• WHAT THE TASK ASKS
Show each line of the rows below that contains the word "shirt", copied in full.

— Start INPUT MATERIAL —

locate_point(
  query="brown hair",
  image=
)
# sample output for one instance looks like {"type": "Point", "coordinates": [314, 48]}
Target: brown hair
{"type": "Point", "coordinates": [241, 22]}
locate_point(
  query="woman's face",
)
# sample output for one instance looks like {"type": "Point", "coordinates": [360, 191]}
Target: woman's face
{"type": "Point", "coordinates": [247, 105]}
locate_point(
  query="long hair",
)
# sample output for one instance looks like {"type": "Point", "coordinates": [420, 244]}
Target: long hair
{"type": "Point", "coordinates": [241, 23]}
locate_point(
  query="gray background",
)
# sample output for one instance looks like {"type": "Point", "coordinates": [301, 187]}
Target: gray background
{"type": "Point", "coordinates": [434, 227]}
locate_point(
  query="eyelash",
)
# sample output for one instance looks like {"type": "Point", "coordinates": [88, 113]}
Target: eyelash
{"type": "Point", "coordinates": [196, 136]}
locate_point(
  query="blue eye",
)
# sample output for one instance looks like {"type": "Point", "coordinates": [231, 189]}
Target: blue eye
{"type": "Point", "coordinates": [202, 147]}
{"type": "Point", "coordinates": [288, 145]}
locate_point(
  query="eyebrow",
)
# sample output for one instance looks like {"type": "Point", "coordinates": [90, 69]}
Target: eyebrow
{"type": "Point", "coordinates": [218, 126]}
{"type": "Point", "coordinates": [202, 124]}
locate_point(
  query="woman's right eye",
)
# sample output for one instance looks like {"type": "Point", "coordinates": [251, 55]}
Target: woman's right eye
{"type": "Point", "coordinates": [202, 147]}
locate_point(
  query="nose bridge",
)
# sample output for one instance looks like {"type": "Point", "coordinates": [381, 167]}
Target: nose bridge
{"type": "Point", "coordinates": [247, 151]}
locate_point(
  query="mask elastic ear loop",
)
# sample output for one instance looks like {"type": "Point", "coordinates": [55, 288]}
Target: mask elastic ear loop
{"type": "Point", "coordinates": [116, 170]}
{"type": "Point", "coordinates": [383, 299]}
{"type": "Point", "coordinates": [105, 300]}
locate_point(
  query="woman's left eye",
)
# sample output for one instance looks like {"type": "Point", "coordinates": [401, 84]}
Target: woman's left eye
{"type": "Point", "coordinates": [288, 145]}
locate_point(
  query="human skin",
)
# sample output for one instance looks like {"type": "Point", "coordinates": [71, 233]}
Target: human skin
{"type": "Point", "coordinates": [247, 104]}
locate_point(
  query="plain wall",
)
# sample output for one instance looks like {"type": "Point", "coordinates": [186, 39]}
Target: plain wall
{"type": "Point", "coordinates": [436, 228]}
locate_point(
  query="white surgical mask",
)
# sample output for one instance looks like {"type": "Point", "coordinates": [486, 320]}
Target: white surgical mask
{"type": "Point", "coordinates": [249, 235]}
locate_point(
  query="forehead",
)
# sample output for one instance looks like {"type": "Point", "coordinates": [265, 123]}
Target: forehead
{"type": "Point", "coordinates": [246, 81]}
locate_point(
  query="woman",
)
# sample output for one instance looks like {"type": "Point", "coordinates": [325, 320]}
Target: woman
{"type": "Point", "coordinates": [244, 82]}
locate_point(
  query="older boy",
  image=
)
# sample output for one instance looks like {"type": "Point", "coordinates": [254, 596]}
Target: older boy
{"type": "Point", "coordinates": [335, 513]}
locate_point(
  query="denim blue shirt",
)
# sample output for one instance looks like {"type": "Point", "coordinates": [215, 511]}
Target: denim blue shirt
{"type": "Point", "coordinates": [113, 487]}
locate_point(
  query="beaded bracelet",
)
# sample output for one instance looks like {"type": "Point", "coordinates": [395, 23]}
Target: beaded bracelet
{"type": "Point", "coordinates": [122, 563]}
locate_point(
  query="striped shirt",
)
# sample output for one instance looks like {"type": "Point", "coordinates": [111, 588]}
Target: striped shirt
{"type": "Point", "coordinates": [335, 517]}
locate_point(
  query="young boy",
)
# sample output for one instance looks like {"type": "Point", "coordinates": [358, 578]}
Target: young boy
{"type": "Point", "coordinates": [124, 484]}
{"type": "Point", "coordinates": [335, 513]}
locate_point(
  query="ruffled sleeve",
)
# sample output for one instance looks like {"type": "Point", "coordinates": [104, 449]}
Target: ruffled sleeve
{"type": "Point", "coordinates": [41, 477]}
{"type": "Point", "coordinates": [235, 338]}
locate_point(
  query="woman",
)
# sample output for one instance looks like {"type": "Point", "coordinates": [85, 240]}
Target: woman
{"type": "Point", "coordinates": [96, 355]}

— End INPUT MATERIAL —

• FINAL RESULT
  query="denim blue shirt",
Target: denim blue shirt
  query="striped shirt",
Target: striped shirt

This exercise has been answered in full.